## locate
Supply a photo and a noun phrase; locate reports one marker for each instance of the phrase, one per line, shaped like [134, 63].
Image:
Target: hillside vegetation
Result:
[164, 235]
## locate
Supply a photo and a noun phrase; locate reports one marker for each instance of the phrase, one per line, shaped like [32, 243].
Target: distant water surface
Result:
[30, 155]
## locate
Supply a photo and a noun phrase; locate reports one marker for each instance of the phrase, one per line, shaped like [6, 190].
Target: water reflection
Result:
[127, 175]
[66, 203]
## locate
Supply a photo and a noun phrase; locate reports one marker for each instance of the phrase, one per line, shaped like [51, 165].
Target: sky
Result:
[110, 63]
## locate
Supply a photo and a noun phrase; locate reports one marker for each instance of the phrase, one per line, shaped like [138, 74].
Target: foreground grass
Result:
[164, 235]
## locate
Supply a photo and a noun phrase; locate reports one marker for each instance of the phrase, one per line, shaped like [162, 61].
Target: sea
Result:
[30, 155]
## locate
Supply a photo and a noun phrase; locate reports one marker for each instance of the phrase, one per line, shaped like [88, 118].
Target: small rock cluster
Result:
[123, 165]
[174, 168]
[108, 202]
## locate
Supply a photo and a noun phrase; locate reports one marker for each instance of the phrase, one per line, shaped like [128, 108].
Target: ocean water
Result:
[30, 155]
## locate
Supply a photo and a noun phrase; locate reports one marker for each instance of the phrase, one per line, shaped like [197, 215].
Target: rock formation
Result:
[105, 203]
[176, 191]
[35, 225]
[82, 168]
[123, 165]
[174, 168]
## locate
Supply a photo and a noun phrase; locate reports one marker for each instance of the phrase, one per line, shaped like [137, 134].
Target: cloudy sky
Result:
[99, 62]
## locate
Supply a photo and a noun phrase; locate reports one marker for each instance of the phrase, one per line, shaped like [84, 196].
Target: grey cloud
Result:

_ _ _ _

[TASK REQUIREMENTS]: Reproduce every line from the preceding data in which the word "water" can be found.

[RESPONSE FOR THIS EXERCISE]:
Target: distant water surface
Target: water reflection
Target: ocean water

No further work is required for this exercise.